## AIM OF THE EXERCISE
In the material below, the lines to repeat exactly run from the one containing "the blue mosaic" to the very last line, both included.

## DATA

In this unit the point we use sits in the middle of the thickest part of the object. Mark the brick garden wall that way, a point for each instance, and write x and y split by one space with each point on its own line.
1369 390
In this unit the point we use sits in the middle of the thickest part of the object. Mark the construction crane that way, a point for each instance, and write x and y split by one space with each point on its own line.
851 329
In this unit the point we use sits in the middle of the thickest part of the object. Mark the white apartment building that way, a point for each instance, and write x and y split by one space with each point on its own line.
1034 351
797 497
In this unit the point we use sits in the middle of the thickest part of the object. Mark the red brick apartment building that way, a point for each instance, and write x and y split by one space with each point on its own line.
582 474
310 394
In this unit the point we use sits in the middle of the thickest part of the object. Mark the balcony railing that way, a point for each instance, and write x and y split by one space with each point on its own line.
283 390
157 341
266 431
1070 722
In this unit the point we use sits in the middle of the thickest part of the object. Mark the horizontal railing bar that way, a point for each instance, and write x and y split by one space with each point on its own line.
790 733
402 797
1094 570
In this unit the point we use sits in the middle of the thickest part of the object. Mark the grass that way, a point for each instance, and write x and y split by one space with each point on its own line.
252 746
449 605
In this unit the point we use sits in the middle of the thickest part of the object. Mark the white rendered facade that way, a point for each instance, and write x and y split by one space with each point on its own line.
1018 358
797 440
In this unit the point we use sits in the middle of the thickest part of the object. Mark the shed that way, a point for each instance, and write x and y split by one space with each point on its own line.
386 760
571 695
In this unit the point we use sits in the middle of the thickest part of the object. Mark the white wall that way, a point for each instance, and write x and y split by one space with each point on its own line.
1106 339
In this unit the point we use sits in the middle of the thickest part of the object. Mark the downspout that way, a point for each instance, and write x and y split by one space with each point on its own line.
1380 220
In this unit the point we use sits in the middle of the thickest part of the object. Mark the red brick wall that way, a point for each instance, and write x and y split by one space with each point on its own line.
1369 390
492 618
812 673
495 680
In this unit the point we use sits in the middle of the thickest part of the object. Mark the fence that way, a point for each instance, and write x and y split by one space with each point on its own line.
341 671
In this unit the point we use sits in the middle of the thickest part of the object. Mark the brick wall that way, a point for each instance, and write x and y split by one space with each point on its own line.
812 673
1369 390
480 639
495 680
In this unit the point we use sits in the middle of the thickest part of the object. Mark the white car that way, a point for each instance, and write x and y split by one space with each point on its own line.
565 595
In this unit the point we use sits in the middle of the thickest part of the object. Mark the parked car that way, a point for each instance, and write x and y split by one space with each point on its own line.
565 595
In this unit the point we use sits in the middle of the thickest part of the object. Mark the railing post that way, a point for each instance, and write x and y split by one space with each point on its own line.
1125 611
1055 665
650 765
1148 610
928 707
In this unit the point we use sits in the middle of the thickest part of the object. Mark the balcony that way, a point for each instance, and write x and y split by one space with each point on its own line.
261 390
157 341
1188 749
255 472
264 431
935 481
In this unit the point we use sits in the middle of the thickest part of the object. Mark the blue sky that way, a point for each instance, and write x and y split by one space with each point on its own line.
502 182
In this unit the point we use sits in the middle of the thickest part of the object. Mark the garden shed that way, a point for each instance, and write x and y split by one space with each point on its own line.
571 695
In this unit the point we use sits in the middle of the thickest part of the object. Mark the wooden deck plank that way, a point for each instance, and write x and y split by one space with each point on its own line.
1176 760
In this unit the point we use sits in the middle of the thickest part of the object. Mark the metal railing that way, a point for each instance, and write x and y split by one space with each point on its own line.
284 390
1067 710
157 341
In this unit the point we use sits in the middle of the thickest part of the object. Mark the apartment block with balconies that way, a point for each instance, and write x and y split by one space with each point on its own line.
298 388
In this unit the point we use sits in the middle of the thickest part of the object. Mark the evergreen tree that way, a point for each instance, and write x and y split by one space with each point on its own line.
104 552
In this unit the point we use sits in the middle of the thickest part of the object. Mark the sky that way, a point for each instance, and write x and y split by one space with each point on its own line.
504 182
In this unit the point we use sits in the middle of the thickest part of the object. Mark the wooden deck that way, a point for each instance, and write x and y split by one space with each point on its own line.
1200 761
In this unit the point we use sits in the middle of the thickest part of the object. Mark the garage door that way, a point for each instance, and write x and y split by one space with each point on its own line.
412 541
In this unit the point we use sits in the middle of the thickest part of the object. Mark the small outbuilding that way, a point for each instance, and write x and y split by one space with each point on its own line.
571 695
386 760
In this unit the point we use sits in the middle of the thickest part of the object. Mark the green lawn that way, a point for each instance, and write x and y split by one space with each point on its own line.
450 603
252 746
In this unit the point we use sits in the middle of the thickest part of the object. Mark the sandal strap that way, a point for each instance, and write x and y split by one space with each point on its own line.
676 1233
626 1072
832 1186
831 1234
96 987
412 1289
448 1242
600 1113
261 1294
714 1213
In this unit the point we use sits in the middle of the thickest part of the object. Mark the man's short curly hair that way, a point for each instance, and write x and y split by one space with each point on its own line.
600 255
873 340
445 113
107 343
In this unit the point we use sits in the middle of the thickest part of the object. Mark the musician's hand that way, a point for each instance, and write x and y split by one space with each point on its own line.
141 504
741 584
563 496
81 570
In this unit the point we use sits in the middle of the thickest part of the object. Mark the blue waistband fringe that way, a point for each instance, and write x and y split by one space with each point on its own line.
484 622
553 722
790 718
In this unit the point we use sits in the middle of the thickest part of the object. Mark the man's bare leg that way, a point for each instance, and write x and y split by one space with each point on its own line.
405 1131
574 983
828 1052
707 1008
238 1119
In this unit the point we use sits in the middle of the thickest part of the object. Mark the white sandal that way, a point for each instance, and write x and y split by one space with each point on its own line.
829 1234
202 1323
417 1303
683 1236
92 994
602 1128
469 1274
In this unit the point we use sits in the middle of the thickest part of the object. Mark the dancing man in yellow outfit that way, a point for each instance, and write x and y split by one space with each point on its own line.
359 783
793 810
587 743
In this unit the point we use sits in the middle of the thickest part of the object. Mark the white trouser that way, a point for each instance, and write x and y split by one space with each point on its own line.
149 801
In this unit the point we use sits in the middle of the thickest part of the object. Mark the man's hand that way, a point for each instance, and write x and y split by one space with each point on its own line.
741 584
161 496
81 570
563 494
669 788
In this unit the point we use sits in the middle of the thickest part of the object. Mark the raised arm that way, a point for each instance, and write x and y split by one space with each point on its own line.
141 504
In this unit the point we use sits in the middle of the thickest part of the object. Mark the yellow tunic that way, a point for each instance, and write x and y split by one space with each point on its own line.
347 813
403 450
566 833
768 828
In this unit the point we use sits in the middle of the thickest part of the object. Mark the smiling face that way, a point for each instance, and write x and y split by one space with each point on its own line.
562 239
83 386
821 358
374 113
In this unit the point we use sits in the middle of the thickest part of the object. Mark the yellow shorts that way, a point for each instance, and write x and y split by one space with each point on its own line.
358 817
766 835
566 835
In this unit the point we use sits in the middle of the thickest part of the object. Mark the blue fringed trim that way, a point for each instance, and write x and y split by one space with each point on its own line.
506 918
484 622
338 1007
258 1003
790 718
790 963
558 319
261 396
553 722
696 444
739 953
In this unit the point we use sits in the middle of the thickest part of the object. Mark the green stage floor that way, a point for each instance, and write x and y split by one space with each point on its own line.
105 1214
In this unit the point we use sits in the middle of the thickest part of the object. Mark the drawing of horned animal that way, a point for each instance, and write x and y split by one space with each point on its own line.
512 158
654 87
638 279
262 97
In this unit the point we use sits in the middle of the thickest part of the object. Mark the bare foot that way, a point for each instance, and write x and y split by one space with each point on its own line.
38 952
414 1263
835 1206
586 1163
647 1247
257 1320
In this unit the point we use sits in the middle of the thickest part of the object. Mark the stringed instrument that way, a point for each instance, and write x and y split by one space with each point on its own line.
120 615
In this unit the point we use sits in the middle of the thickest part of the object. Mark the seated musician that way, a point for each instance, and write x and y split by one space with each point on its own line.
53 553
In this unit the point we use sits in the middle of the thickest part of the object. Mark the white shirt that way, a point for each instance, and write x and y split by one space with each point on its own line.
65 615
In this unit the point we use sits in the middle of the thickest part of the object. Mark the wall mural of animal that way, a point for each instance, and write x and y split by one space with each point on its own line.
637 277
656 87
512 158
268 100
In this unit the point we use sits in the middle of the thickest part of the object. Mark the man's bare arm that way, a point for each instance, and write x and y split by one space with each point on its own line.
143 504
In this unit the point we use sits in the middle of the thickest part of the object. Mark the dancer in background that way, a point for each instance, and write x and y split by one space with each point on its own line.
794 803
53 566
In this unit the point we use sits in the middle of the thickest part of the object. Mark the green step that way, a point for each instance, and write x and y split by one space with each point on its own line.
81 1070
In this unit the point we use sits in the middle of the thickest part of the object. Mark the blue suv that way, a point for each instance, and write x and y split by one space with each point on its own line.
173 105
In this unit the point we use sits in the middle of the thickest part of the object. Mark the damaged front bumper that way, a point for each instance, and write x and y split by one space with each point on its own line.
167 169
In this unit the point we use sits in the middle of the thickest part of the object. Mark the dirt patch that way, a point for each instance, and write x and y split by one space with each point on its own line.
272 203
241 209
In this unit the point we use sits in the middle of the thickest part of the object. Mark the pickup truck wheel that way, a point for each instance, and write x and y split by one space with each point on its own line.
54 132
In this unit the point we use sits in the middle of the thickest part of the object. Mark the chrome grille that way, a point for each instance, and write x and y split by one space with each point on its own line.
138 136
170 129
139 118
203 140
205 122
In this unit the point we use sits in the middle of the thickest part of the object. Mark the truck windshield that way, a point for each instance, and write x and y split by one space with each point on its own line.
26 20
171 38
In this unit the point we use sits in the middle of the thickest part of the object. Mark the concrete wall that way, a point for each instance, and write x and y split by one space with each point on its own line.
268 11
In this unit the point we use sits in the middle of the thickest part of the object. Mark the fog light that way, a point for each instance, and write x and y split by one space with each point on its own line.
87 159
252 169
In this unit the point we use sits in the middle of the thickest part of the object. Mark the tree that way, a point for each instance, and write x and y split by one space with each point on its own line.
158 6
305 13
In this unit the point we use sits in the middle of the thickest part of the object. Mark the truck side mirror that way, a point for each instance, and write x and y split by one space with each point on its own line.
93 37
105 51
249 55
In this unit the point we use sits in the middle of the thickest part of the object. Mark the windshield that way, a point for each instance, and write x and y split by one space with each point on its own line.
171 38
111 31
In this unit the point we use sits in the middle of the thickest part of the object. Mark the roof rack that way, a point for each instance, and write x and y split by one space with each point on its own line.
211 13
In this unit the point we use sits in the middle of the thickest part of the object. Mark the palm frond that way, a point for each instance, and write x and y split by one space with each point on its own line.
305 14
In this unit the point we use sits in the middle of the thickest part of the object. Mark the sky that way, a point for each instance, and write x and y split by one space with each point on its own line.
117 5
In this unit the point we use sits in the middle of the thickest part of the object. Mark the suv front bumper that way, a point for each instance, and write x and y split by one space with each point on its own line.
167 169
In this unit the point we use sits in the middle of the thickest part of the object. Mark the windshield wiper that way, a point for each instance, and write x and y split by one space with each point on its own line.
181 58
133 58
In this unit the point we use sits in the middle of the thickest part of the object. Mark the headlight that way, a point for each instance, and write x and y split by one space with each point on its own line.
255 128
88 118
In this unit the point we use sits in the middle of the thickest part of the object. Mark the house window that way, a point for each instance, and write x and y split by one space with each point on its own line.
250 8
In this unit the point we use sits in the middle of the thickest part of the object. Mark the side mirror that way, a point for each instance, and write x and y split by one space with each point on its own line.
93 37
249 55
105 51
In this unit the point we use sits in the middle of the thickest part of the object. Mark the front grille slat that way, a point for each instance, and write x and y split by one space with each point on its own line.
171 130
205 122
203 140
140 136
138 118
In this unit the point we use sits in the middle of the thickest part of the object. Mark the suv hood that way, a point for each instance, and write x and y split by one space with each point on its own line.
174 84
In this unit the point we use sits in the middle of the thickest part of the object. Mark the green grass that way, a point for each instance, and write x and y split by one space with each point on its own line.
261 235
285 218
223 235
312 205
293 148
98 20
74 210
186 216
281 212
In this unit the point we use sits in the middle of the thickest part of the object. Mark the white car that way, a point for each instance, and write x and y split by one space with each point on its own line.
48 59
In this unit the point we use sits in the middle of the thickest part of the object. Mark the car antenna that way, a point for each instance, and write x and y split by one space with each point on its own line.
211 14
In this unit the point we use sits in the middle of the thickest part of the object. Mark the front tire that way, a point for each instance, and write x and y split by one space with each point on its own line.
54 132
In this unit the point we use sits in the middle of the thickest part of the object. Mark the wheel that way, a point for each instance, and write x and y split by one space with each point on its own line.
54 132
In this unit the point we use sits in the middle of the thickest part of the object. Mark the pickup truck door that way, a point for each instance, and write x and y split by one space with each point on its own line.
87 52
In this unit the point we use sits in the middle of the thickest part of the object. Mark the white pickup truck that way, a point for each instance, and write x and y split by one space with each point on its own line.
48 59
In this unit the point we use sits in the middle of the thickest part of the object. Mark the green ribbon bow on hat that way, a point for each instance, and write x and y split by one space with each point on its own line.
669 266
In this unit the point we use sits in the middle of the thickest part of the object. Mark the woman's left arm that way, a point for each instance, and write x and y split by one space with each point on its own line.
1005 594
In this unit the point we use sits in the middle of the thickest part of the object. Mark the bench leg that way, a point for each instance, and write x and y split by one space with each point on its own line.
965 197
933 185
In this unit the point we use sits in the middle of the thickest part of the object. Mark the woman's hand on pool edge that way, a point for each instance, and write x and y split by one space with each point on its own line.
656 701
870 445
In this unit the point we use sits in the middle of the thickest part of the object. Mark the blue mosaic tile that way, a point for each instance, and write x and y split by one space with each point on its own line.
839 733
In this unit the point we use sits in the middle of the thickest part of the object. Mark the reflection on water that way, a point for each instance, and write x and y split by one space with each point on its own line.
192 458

## REPLY
In this unit the point we use sits in the middle of the thickest part of the object. Mark the blue mosaic tile that way, a point for each instance, and write x and y split by one space with each point on its own line.
839 733
In this unit the point we use sits in the middle of the thickest part of the object. Mark the reflection on water that way, a point for each instance, and write x and y split by one space with each point on its own line.
192 458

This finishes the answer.